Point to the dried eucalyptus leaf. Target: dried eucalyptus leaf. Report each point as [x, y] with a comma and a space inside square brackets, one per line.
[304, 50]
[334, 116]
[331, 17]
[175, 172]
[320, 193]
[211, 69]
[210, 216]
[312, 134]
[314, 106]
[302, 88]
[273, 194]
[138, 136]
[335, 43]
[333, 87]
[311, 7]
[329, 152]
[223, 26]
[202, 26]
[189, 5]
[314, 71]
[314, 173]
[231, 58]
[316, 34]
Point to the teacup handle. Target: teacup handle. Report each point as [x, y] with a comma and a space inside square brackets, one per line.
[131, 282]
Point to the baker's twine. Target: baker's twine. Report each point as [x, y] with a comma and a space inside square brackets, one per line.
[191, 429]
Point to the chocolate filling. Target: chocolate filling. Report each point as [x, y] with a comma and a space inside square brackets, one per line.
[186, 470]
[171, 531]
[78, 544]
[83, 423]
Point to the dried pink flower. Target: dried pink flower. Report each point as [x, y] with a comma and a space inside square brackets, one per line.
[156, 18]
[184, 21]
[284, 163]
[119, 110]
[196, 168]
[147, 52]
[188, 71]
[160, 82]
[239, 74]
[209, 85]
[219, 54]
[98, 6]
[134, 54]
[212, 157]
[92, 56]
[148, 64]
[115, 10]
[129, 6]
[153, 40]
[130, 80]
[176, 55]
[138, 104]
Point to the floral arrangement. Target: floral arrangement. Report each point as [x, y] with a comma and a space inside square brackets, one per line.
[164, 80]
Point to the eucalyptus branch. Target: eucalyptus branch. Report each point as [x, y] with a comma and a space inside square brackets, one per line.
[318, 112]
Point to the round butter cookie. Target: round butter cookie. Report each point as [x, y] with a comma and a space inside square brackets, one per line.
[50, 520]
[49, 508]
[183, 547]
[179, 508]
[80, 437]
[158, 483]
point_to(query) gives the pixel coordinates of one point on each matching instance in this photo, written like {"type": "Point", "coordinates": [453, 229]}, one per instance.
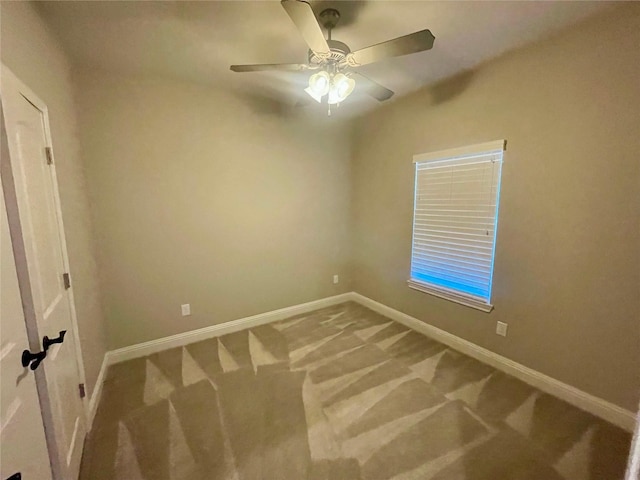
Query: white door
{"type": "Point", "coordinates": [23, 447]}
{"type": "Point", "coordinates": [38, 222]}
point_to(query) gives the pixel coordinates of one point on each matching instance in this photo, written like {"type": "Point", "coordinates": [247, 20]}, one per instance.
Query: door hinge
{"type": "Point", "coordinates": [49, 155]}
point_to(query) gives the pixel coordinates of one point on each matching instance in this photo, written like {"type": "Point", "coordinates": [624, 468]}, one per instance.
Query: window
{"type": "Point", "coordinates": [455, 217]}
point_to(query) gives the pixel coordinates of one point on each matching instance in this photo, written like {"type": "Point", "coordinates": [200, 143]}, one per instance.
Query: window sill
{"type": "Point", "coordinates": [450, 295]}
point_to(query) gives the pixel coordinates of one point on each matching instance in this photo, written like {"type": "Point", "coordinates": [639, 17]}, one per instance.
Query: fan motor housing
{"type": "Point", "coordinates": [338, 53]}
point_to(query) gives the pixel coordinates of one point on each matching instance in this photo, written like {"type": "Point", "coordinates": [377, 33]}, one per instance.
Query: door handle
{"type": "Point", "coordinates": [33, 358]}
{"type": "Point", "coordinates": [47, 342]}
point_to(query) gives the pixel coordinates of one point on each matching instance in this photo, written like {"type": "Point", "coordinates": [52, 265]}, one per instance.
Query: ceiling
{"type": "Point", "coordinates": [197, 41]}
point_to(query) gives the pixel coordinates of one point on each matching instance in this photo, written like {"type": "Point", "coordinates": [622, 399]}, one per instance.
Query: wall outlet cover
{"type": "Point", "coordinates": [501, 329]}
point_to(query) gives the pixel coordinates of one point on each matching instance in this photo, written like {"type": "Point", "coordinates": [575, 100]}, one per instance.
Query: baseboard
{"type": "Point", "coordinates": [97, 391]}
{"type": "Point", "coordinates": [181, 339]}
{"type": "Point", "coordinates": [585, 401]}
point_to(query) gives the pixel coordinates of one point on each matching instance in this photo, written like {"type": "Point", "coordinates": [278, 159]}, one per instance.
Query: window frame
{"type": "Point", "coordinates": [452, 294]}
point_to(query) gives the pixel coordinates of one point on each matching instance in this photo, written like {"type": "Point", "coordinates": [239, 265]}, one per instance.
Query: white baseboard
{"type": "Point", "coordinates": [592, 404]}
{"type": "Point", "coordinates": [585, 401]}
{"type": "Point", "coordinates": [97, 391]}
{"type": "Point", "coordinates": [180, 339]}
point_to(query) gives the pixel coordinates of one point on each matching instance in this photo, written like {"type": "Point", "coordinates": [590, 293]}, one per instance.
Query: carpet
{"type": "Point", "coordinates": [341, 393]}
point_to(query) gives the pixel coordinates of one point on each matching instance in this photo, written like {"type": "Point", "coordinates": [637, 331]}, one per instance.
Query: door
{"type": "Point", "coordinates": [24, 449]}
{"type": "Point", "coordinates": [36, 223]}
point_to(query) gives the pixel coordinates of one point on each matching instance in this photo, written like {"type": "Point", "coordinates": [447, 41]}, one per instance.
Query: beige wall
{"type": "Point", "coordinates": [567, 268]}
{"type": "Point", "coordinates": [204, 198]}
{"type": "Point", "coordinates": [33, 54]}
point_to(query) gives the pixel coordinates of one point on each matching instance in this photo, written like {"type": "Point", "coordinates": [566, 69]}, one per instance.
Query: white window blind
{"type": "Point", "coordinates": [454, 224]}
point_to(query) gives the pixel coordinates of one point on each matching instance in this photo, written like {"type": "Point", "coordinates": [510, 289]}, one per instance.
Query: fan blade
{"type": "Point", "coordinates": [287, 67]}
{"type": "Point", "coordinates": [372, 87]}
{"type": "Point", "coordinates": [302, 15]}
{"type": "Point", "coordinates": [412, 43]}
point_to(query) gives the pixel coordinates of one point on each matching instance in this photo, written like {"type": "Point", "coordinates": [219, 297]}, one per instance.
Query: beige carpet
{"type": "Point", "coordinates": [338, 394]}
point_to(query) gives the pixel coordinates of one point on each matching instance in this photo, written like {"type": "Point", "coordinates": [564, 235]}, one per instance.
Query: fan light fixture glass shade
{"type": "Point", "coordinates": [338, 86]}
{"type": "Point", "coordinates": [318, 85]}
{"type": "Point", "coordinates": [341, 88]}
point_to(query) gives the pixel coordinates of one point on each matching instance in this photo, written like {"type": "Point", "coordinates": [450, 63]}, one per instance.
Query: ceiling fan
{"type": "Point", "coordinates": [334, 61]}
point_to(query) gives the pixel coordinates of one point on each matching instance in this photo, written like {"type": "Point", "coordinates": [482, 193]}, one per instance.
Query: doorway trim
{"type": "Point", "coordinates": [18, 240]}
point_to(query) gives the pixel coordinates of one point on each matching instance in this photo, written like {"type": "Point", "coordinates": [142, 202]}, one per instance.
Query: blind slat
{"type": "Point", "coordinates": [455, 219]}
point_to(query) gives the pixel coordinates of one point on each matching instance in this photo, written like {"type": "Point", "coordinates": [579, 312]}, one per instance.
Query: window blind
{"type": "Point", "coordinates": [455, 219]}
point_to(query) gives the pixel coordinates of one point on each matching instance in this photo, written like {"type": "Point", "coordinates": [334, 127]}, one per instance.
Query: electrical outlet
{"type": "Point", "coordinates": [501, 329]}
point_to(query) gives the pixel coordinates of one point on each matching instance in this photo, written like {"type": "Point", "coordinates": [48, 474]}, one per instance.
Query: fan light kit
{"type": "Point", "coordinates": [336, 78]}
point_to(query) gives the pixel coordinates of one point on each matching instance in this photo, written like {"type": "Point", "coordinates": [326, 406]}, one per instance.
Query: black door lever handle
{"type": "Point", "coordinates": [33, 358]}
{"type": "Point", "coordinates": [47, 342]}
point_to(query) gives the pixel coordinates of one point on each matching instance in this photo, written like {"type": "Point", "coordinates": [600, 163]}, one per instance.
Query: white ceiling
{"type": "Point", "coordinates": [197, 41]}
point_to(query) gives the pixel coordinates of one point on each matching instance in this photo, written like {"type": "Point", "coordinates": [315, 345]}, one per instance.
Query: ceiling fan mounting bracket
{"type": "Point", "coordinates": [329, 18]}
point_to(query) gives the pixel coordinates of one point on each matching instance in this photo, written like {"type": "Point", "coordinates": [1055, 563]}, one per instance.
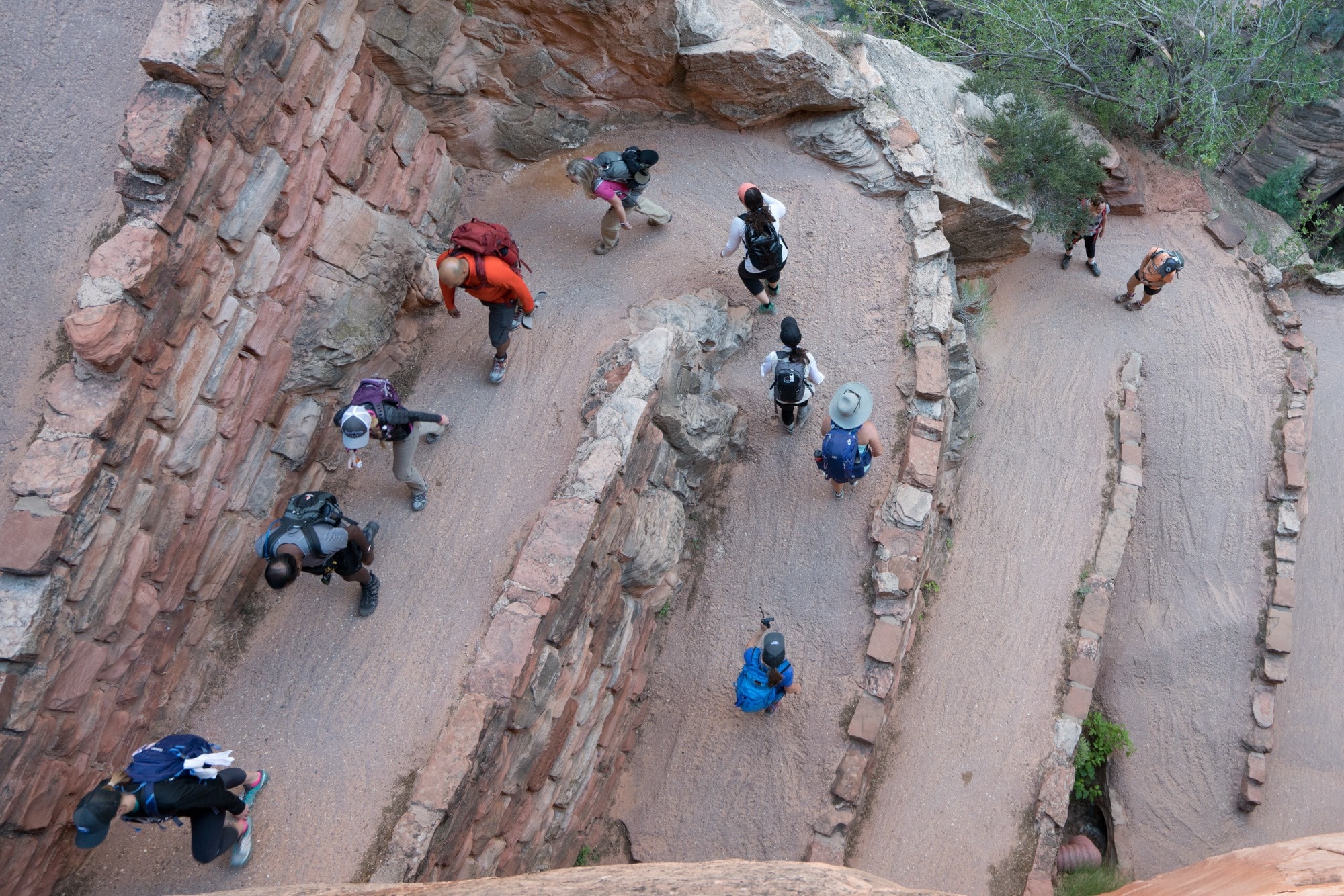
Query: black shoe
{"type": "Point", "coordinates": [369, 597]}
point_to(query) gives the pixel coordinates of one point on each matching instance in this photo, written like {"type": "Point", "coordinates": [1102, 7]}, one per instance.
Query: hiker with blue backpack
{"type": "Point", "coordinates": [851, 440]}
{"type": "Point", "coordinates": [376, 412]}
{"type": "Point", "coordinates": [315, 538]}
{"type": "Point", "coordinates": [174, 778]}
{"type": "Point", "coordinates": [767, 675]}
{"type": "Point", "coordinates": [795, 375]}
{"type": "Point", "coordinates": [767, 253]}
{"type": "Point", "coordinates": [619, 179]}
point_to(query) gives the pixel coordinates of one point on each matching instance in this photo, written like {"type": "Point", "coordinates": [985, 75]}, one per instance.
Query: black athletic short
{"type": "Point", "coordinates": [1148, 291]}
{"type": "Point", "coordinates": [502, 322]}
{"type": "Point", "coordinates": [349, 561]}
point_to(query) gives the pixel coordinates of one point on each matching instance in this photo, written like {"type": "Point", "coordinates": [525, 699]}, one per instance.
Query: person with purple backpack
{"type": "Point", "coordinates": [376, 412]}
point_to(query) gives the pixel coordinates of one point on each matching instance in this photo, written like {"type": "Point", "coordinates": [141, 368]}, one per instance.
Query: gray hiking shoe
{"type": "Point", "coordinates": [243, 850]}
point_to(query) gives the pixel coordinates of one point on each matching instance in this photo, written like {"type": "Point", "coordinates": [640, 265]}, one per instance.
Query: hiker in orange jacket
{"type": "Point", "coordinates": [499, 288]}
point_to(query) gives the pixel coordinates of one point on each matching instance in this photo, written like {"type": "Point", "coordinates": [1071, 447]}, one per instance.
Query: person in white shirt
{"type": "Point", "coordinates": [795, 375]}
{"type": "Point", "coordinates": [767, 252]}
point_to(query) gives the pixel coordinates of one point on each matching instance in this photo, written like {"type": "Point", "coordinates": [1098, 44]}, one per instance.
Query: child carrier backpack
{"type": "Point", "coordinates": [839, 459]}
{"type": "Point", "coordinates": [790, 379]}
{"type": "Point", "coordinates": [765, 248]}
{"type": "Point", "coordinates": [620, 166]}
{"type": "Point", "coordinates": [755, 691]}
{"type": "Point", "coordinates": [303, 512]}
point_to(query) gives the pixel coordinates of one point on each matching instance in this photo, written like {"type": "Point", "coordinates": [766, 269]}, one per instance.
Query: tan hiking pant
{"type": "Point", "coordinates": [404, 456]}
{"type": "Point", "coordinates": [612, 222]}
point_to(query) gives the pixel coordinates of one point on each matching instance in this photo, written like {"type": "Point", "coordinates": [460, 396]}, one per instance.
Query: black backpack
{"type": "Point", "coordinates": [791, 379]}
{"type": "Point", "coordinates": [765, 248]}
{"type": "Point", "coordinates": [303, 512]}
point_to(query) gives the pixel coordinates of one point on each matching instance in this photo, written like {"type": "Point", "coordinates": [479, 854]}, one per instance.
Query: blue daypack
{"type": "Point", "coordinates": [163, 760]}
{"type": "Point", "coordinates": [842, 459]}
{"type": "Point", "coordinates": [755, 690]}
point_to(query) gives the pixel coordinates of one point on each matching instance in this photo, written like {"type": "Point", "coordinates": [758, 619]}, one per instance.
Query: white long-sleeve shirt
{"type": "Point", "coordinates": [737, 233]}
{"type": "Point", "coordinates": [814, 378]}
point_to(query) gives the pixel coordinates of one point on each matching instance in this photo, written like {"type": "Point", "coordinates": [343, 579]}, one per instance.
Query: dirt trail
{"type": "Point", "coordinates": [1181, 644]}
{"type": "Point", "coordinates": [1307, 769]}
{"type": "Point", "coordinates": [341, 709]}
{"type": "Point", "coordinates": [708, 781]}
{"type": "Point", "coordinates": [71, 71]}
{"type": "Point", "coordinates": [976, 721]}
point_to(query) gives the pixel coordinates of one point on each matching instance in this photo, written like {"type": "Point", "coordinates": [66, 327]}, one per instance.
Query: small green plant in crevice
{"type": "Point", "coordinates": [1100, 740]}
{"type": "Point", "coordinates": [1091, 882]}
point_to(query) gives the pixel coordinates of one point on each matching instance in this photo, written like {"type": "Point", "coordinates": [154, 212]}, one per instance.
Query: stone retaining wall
────────────────────────────────────────
Please filter the items above and copy every line that contains the word "light", treating uppercase and lowercase as different.

Query: fan light fixture glass shade
Query: fan light kit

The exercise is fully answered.